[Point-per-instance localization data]
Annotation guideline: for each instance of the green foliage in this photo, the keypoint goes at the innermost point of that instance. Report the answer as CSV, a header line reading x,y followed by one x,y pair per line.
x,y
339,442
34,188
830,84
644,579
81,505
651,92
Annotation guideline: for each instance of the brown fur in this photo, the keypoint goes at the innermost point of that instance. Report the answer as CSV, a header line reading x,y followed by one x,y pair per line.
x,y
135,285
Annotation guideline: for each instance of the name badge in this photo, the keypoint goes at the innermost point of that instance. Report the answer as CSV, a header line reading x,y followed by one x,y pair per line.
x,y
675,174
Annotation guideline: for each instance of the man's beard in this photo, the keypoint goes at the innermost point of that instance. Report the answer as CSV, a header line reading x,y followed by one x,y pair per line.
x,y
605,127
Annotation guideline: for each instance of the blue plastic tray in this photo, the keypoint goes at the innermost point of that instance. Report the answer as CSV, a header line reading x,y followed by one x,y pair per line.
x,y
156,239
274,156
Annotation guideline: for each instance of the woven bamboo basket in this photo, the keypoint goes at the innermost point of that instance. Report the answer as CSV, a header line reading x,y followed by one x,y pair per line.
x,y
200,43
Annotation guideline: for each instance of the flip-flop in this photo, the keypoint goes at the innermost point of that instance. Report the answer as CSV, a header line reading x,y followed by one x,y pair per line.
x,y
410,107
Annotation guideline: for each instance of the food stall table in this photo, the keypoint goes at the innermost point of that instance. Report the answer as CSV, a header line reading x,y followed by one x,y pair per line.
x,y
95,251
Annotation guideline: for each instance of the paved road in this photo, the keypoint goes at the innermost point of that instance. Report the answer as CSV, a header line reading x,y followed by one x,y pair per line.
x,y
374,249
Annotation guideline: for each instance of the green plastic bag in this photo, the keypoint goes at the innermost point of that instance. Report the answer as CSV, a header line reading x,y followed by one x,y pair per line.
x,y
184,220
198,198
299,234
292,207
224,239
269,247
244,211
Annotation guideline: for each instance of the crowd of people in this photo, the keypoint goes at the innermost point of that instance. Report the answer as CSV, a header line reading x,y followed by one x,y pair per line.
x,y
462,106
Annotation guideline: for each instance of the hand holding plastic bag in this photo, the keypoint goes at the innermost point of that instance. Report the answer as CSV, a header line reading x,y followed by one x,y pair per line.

• **TRY IT**
Write out the records above exactly as given.

• **THE COMPLETED TASK**
Annotation guideline: for each instance of the green foliage in this photo, the keypoint goes at the innermost point of that instance. Report the answer as CSV, a header line reading x,y followed by one x,y pair per line.
x,y
339,442
34,188
830,84
644,579
81,505
651,92
Annotation guideline: for each instance of the brown fur in this photo, the keypoint goes at the innermost point of that instance. Report the answer as CSV, a header line reading x,y followed by one x,y pair per line.
x,y
135,285
Annotation guideline: for each instance of the name badge in this photo, the keypoint goes at the innermost point of that instance. Report the answer as CSV, a header line reading x,y followed by one x,y pair per line.
x,y
675,174
Annotation guideline: for each instance of the man's beard in this photo, the keypoint goes at the innermost point of that instance. Report the answer as CSV, a header line reading x,y followed by one x,y pair per line.
x,y
605,127
Annotation guideline: for each instance of the blue plastic tray in this photo, the keypoint goes at the innermost point of that instance. Report the answer as CSV, a header line reading x,y followed by one x,y pair per line.
x,y
156,239
274,156
Annotation guideline: for each instance of the woven bamboo basket in this photo, the keypoint goes at the innermost point of that instance. Report the answer as CSV, a header line reading x,y followed by one x,y pair per line.
x,y
200,43
Annotation guideline: for each instance of the flip-flop in this photo, the keypoint goes at the innermost point of that instance. Report the answer as CSV, a header line reading x,y followed by one x,y pair per line.
x,y
410,107
Annotation guideline: for each instance of the food stall table in this photo, the keypoint goes at the innermost point of that instance. Report the answer as CSV, a header line reading x,y followed by one x,y pair per line.
x,y
95,251
Annotation guideline: for each instance of the paved road in this photo, the keypoint goes at the innermost point of that instance. Report the answer as CSV, a header line reading x,y followed by one x,y pair per line.
x,y
374,249
Annotation guideline: for each instance of the green plastic bag in this photo, the keypoint goes at the innermost point of that instance. Report the answer as CSV, a header line reading x,y followed by one x,y pair per line.
x,y
184,220
198,198
299,234
292,207
224,239
269,247
244,211
Annotation guideline: for each instance of the crowd of people in this photo, the keypoint goes at the innermost point of that instance. Report the answer as CSV, a header line reading x,y followed by one x,y pair per line.
x,y
462,106
Annotation guideline: for each instance of the hand holding plastic bag in this photo, the keypoint goes at the innermost point of that instance. Report the answer as CSV, a header line reading x,y followed by one x,y pair per line.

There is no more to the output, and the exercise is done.